** START OF EXCERPT **

Bush returns to Washington to sign the Terri Schiavo Bill
The Associated Press has the following news:
Compromise Reached on Measure to Allow Federal Court Review of Schiavo Case, Resume Feeding; Bush Returning to Washington Early
WASHINGTON (AP) - Congressional leaders hoped a deal reached Saturday would clear the way for a brain-damaged woman to resume being fed while a federal court reviews the right-to-die battle between her parents and her husband.
President Bush changed his schedule to return to Washington from his Texas ranch on Sunday to be on hand to sign the legislation.
"Everyone recognizes that time is important here," White House press secretary Scott McClellan said in announcing the president's plans Saturday evening in Texas. "This is about defending life."
"I'm pleased to announce that House and Senate Republican leadership have reached an agreement on a legislative solution," Senate Majority Leader Bill Frist of Tennessee said Saturday at the start of a brief Senate session.

** END OF EXCERPT **

▸ SET EXERCISE 1: Below are some records. Count how many of their lines contain the word "window", matching case exactly, and give only that number.

** START OF DATA FOR THE TASK **

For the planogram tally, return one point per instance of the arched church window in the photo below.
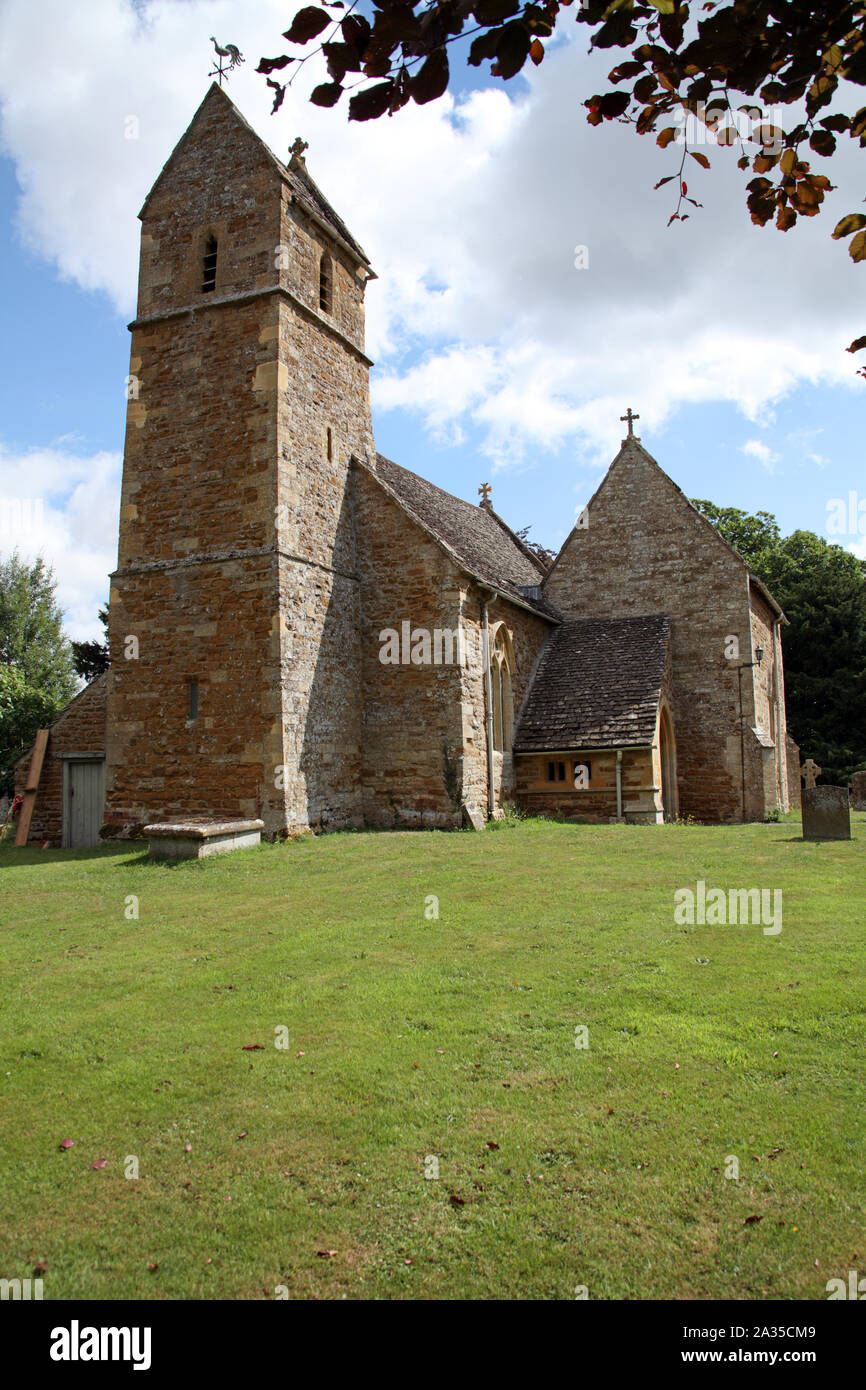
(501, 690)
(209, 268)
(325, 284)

** END OF DATA FOR THE TASK **
** START OF DATA FOR THE TASK **

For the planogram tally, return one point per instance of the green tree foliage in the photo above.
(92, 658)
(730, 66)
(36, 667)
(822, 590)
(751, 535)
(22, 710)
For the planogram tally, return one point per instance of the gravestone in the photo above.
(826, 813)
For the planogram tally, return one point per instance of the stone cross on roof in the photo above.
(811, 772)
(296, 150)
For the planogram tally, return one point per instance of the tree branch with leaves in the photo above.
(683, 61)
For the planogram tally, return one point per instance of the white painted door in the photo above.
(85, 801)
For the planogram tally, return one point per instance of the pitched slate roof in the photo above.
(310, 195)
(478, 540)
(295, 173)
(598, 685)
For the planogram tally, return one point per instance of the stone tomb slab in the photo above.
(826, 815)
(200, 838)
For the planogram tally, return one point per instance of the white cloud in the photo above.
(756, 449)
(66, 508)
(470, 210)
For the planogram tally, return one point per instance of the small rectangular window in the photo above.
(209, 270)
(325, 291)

** END OF DATA FOR THE TASK **

▸ SET EXERCISE 2: In the news excerpt about the Schiavo bill, who announced that House and Senate Republican leadership had reached an agreement?

▸ WRITTEN SOLUTION 1: 2

▸ WRITTEN SOLUTION 2: Senate Majority Leader Bill Frist of Tennessee.